» **Page extract**
Content starts
Buried beneath louder headlines this week was a quiet but consequential development: plans to build hundreds of facilities across the country to house people swept up in immigration raids. Some will be on military bases. Others in former grocery stores or warehouses near highways and airports. In almost any other moment, this would be a generational story.
The language surrounding them is carefully administrative—facilities, processing centers, temporary housing—words chosen to emphasize logistics rather than the human reality of confinement. A former grocery store stripped of signage, its windows covered, its aisles repurposed into holding areas, is not neutral space. It is a decision, rendered concrete.
When I was a law student, we studied the Japanese internment camps as settled shame—alongside Dred Scott and resistance to Brown v. Board. These were moments a nation revisits to understand how easily rights collapse under fear. What is striking now is not just the policy itself, but the absence of debate. Basic questions are barely being asked.
Who will be held in these places? For how long? Under whose authority? What medical care will be provided? Will children be educated? Will lawyers have access? Who is responsible for humane conditions—and who is accountable when they fail?
That these questions are not central to public discussion should trouble us. Confinement is among the gravest powers a state exercises. When it is expanded casually, administered hurriedly, and defended reflexively, something essential is already being lost.
Responsibility here does not belong only to officials. In a constitutional republic, power is delegated, not transferred. Actions taken in our name do not disappear into bureaucracy. They return to the citizenry that authorized them, tolerated them, or chose not to examine them. Silence is not neutrality; it is consent by default.
Many Americans still believe this country, for all its failures, bends toward decency. We remember the wars we helped end, the rights we eventually expanded, the institutions we built to restrain excess. But those achievements were not automatic. They required scrutiny, resistance, and the refusal to look away when inconvenience set in.
If these new facilities provoke no sustained concern—about who is confined, why, and under what conditions—then the problem is not messaging. It is habituation. And history is clear on this point: when a society stops asking how power is being used, it soon learns the answer the hardest way.
Content ends
» **Data below**
Content starts
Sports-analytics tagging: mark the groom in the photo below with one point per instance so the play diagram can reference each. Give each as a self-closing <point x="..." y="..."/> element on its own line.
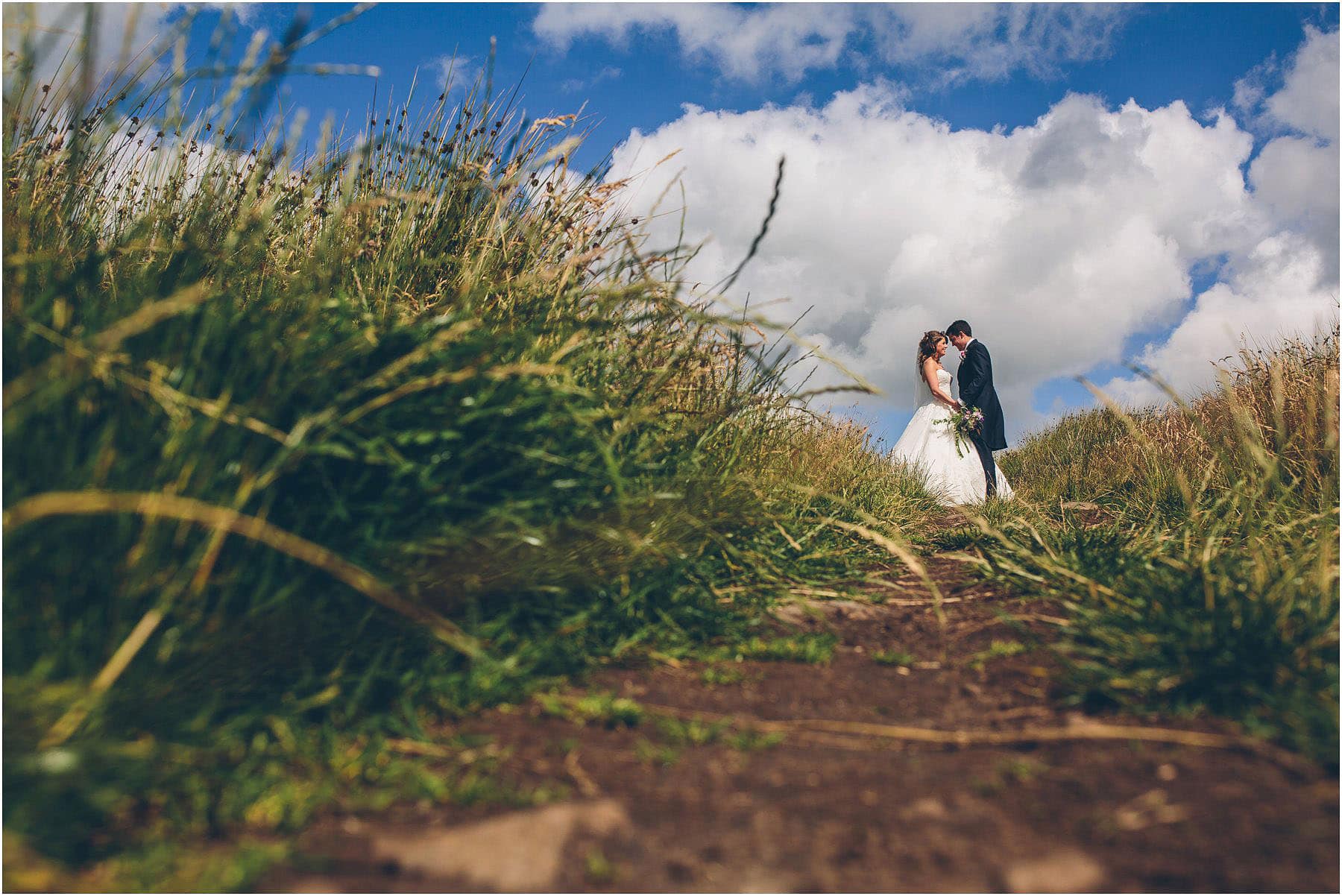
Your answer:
<point x="976" y="391"/>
Content ends
» **Tasks to carry out**
- 1) In the essay on the planned detention facilities, what did the writer study as a law student alongside Dred Scott and resistance to Brown v. Board?
- 2) Reproduce the passage of the essay on the planned detention facilities between "The language surrounding" and "barely being asked.", inclusive.

» **Written responses**
- 1) The Japanese internment camps.

- 2)
The language surrounding them is carefully administrative—facilities, processing centers, temporary housing—words chosen to emphasize logistics rather than the human reality of confinement. A former grocery store stripped of signage, its windows covered, its aisles repurposed into holding areas, is not neutral space. It is a decision, rendered concrete.
When I was a law student, we studied the Japanese internment camps as settled shame—alongside Dred Scott and resistance to Brown v. Board. These were moments a nation revisits to understand how easily rights collapse under fear. What is striking now is not just the policy itself, but the absence of debate. Basic questions are barely being asked.